>>>

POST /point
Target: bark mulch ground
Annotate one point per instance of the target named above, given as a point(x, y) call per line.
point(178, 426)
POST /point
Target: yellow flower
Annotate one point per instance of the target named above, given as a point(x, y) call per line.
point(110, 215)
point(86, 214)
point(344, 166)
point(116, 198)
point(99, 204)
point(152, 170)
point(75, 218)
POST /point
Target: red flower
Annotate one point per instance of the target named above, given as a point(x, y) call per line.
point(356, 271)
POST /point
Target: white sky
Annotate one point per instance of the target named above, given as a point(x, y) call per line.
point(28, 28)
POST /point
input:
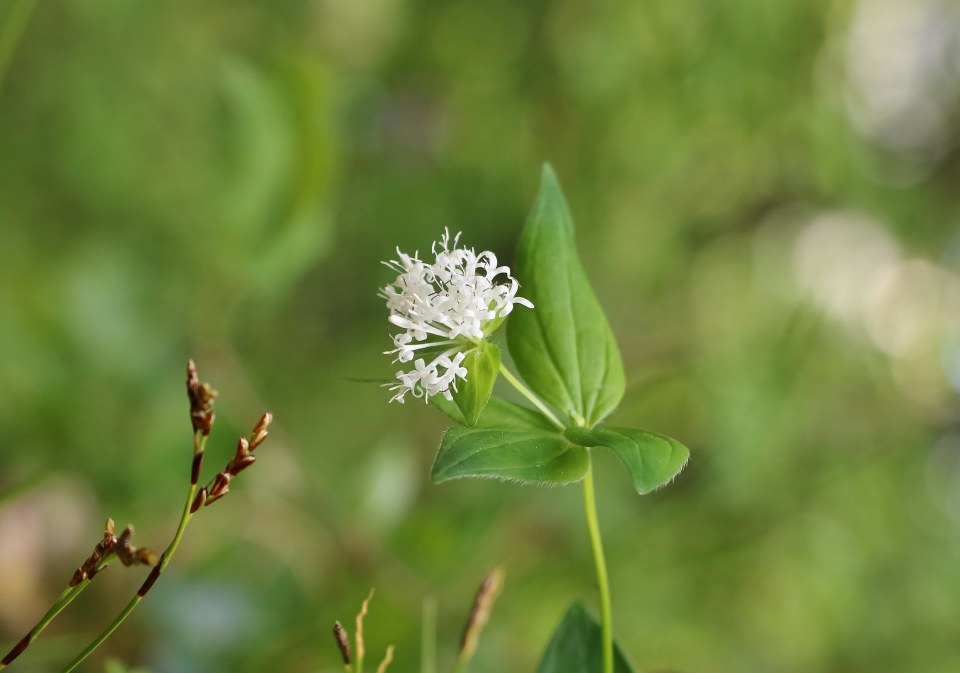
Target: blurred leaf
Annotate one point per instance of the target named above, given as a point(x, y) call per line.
point(527, 456)
point(115, 666)
point(651, 459)
point(482, 364)
point(576, 646)
point(564, 347)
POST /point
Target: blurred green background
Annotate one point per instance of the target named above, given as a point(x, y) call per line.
point(766, 200)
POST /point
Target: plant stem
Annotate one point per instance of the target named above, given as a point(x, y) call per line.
point(198, 447)
point(63, 600)
point(428, 642)
point(603, 584)
point(523, 390)
point(12, 33)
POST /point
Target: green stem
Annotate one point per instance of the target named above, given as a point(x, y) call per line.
point(12, 33)
point(428, 643)
point(461, 665)
point(198, 447)
point(523, 390)
point(63, 600)
point(603, 584)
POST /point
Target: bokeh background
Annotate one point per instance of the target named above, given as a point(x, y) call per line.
point(767, 204)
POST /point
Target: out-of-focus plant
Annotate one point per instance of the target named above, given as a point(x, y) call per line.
point(569, 368)
point(111, 547)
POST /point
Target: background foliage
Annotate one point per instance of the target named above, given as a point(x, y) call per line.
point(765, 199)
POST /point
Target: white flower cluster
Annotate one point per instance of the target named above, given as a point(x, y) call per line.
point(443, 308)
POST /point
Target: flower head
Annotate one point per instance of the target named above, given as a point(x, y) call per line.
point(444, 309)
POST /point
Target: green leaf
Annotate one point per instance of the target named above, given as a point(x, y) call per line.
point(563, 347)
point(502, 414)
point(482, 364)
point(527, 456)
point(448, 407)
point(576, 646)
point(651, 459)
point(498, 413)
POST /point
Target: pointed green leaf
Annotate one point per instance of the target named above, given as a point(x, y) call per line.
point(651, 459)
point(499, 413)
point(576, 646)
point(482, 364)
point(502, 414)
point(563, 348)
point(527, 456)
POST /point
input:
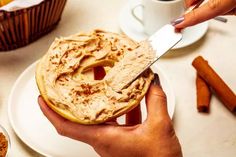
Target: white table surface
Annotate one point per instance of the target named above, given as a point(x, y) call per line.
point(201, 135)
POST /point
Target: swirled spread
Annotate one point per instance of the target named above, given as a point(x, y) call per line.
point(67, 71)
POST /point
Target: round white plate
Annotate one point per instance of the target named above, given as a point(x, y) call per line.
point(36, 131)
point(132, 28)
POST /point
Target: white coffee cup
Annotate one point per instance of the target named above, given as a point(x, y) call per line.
point(157, 13)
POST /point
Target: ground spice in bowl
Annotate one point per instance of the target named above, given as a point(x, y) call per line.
point(3, 145)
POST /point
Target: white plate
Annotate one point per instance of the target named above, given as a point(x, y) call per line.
point(36, 131)
point(132, 28)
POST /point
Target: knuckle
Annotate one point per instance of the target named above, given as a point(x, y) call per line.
point(213, 4)
point(159, 93)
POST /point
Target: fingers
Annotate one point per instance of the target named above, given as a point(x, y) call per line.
point(156, 102)
point(231, 12)
point(207, 11)
point(84, 133)
point(134, 116)
point(189, 3)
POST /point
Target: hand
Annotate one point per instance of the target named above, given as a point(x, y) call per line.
point(154, 137)
point(207, 11)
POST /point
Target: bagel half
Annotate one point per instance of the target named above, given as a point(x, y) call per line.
point(64, 77)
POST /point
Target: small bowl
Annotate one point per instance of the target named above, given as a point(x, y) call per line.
point(3, 130)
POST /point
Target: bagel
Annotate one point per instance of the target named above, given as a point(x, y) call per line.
point(65, 77)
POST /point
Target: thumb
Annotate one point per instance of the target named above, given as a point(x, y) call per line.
point(207, 11)
point(156, 101)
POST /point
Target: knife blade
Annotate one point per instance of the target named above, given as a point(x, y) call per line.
point(155, 47)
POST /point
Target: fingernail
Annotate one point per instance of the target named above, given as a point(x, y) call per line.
point(177, 21)
point(156, 80)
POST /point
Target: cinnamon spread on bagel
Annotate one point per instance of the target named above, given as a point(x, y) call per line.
point(66, 81)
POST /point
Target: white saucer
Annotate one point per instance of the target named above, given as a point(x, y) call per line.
point(34, 129)
point(132, 28)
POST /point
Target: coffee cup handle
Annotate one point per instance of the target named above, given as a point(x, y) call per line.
point(134, 13)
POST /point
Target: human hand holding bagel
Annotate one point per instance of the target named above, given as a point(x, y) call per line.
point(154, 137)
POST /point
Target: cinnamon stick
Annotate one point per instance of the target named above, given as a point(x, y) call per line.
point(222, 90)
point(203, 95)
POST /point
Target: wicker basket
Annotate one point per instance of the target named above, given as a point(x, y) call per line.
point(21, 27)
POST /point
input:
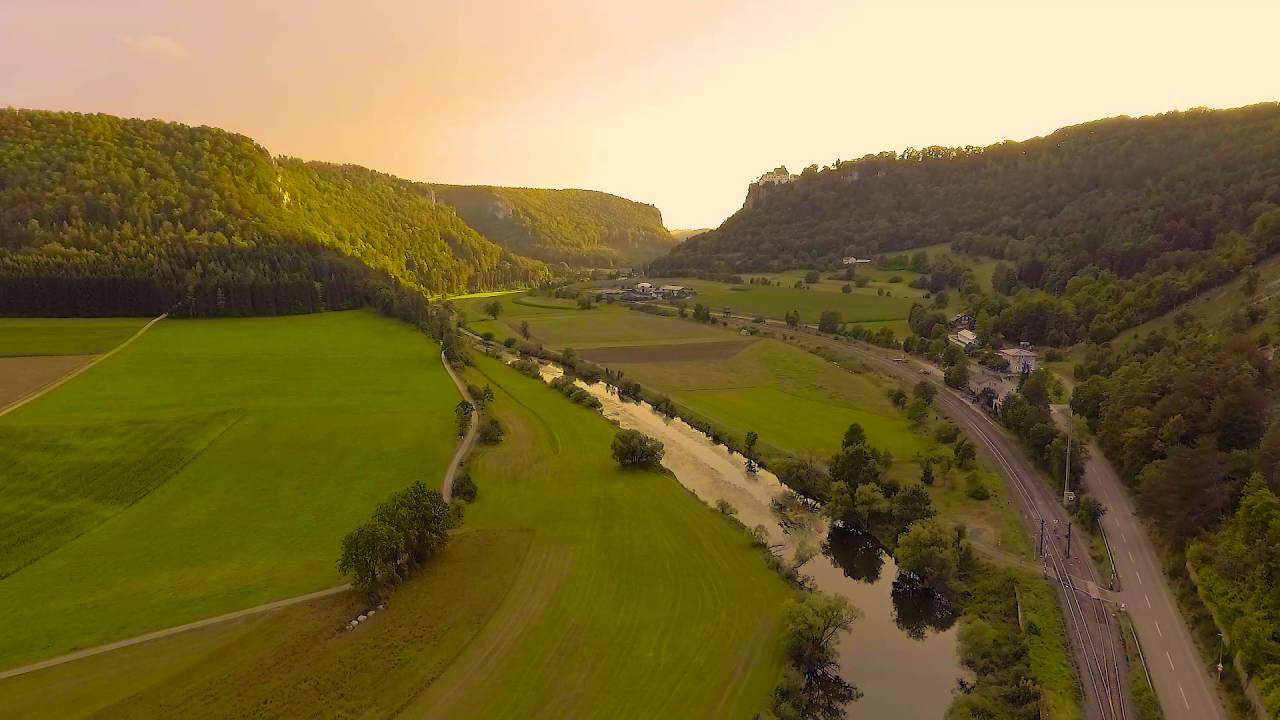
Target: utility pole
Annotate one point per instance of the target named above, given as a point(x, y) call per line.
point(1066, 473)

<<<

TASK DIRECTIONS
Write only the number of lines in the material above where the string "stem" occurs.

RESPONSE
2